* [Problem requirements] Copy out, word for word, the lines below that run from the one containing "In the photograph above, where can the mountain" through the final line, and nothing else.

************

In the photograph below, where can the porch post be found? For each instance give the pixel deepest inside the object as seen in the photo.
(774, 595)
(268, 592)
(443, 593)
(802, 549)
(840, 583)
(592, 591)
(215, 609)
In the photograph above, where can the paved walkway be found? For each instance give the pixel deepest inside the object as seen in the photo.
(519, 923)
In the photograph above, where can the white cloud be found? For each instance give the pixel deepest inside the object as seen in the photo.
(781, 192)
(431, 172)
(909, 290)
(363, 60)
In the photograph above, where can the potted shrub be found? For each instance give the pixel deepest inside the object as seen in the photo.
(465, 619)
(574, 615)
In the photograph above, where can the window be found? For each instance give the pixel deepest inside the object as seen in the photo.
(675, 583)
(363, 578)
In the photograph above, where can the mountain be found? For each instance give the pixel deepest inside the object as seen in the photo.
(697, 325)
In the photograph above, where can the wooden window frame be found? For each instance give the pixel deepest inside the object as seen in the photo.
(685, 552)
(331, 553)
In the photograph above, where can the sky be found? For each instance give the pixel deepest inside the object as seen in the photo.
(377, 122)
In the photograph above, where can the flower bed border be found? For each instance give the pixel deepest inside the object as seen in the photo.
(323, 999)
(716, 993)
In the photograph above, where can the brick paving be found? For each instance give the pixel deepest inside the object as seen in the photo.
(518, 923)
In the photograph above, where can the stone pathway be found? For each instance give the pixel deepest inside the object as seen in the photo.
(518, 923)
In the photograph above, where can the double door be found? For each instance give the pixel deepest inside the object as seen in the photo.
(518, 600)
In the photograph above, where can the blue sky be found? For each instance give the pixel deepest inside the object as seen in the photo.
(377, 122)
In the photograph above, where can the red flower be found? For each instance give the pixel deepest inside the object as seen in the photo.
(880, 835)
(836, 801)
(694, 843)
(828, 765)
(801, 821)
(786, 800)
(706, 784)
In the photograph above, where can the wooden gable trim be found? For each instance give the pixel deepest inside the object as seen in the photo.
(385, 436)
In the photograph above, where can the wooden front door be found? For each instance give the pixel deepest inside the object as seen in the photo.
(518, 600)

************

* [Written reply]
In the photograph above, where can the mountain be found? For each instance give the pixel deepest inside the object as seen in the photo.
(697, 325)
In the photograph above, where can the wooden window frame be found? For each instance give the pixel deepest inside the object as seen in the photo.
(685, 552)
(331, 553)
In the photograph above, where can the sky be found? For each instance give the pixel deepest inside the object as seen in the photo.
(377, 122)
In the photograph above, where can the flower bed border be found? For each instance give the pixel deepest inside the object as seen in the photo.
(323, 999)
(716, 993)
In the photograph above, where can the brick paving be found? For each instance give the pixel deepest inside the object as seen in the photo.
(518, 923)
In the photograph above, where can the stone pathway be found? For each instance give the pixel deepest inside the object as seen in the photo.
(518, 923)
In the photograph above, where can the double door be found? For each instance give the pixel deepest inside the object as seen in the photo.
(518, 600)
In the photograph above, where can the blue sky be found? For each instance give the pixel deepest inside the object as seen in the photo.
(377, 122)
In the photograph above, where can the red flower be found? For each instance give the pixel deepest inside the object as seen in the photo.
(880, 835)
(836, 801)
(694, 843)
(828, 765)
(801, 821)
(786, 800)
(706, 784)
In the photograph above, where can the wooden gable trim be found? For each instance give the pixel deepest inside the object as seen in the photo.
(385, 436)
In the photograph above, where can the wooden front door be found? For each instance give the pixel deepest inside the object as seen in the photo.
(518, 600)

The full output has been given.